═════ Given information ═════

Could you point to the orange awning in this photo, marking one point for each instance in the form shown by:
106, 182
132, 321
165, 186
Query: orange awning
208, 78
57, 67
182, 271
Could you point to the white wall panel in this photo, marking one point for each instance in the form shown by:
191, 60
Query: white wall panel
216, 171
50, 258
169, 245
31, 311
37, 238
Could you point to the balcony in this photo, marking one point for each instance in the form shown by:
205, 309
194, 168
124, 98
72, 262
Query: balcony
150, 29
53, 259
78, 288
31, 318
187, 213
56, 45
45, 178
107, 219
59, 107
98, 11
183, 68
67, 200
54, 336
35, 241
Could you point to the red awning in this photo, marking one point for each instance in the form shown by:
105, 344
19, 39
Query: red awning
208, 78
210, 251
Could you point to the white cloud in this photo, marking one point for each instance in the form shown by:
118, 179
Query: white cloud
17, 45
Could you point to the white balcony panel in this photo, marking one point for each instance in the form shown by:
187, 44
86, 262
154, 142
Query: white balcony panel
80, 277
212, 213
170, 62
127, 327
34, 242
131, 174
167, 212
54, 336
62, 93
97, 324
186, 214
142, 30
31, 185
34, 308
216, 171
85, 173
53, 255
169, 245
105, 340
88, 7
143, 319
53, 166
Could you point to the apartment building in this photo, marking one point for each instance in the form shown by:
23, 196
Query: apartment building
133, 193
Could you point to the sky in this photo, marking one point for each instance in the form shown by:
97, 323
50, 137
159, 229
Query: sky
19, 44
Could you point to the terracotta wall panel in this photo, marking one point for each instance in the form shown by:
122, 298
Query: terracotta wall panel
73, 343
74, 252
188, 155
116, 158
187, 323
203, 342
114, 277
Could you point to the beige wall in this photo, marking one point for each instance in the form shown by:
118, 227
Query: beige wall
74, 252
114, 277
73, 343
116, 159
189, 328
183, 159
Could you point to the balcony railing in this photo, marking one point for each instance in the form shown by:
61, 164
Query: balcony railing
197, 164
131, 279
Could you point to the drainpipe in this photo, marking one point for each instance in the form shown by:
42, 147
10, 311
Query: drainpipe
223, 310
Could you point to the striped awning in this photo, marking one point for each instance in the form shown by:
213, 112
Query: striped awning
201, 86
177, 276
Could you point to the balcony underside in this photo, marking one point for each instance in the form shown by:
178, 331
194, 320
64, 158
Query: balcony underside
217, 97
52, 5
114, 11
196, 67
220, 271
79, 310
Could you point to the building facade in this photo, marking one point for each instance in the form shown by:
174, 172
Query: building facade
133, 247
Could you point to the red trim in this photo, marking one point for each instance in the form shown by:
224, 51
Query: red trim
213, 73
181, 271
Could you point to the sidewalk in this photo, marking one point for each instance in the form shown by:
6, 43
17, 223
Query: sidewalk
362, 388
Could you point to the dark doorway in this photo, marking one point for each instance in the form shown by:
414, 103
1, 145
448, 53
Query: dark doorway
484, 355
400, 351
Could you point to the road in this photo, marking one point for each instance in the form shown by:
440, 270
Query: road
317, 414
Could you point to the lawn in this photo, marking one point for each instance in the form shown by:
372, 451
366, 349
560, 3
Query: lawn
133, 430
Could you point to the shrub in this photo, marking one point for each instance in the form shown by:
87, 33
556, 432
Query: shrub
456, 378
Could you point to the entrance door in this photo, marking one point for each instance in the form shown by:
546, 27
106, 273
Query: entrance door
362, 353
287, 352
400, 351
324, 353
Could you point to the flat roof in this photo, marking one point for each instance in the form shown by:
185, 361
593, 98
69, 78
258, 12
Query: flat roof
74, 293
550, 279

═════

- _What to produce_: Print each record again. Nothing may be left out.

- _Result of this task_:
Could you point to the orange awning in this photo, marking one point for each instance in the form shown by:
106, 182
132, 321
165, 186
Query: orange awning
208, 78
57, 67
182, 271
Could you point to the white wall panel in this photo, marking one point for each instance in the form shown by:
191, 60
Query: white wall panel
216, 171
50, 258
169, 245
31, 311
37, 238
Could you point to the balcony in this photo, marking one point for each instance in the form shown by:
205, 309
194, 168
124, 98
72, 262
Query: balcony
150, 29
53, 259
78, 288
31, 318
187, 213
56, 45
45, 178
107, 219
59, 107
98, 11
183, 68
67, 200
54, 336
35, 241
Could you point to the red awning in this photo, marking one point for each instance in the form shown by:
105, 344
19, 39
Query: red awning
208, 78
210, 251
Could you point to the white cloud in this photo, marking one point for each instance in the form shown by:
118, 179
Query: white cloud
17, 45
Could you point to the white balcony panel in this photo, marking one point for each instance in the form shown by:
187, 44
86, 262
154, 142
Query: white balcony panel
80, 277
212, 213
170, 62
127, 327
34, 242
131, 174
167, 212
54, 336
62, 93
97, 324
186, 214
142, 30
31, 185
34, 308
216, 171
85, 173
53, 255
169, 245
105, 340
88, 7
143, 319
53, 166
Could you point to the apartment building in this photo, marking one point for each instance in the form shown by:
23, 196
Query: apartment building
133, 193
Could you point to the sky in this photo, marking one point for each instance in the form shown by:
97, 323
50, 137
159, 229
Query: sky
19, 44
Could you point to the terracotta wall panel in this photo, marking one point for each instance in the form shown by:
122, 298
Query: terracotta wall panel
73, 343
74, 252
188, 155
116, 158
187, 323
203, 342
114, 277
Could you point to the beige wall in this photo, marking one point for each instance in the form shown by:
118, 227
Query: beige wall
74, 252
114, 277
73, 343
116, 159
189, 328
183, 159
Could you point to the balcony railing in this photo, marking one point for each instance in the form shown by:
61, 164
Query: balcony railing
197, 164
131, 279
Could you point to the drainpipe in this photo, marking one point for each instance in the form shown by:
42, 147
10, 311
Query: drainpipe
223, 310
Could you point to the striped awning in this photo, marking one point for each instance in the form shown by:
213, 112
Query: striped awning
201, 86
177, 276
Could you point to the balcony underside in this photo, marking one point for each instance in the form shown by:
178, 331
194, 320
64, 158
Query: balcony underside
217, 97
52, 5
114, 11
196, 67
220, 271
79, 310
Could you point to the building facade in this photo, marking one point for each instance in the form shown by:
174, 172
Query: building facade
133, 247
Could you point to the red trim in this photo, marking one point for each instance in the form shown by:
224, 51
Query: red trim
213, 73
181, 271
Could you point to the sidewalk in this photo, marking one point for each instance in the form shown by:
6, 43
17, 223
Query: sidewalk
362, 388
Could you point to the dark doorway in this photo, marking one point for each instance in the form shown by:
414, 103
1, 145
448, 53
Query: dark doorway
484, 355
400, 351
Could you point to the road in this photo, marking one point for each instance in the form shown by:
440, 270
Query: road
317, 414
Could you point to the lawn in this photo, marking one point for each instance in the form shown by:
372, 451
366, 349
560, 3
Query: lawn
133, 430
Could you point to the shrub in this photo, marking one point for each instance in the form shown by:
87, 33
556, 432
Query: shrub
456, 378
Could you point to the entrance door in this photo, marking one point for each instance in the form shown by:
546, 27
106, 273
Query: entrance door
362, 353
287, 352
400, 351
324, 353
Could you point to the flat roof in this photo, marking one point for each instance in the form shown by:
185, 361
593, 98
69, 78
258, 12
Query: flat roof
74, 293
550, 279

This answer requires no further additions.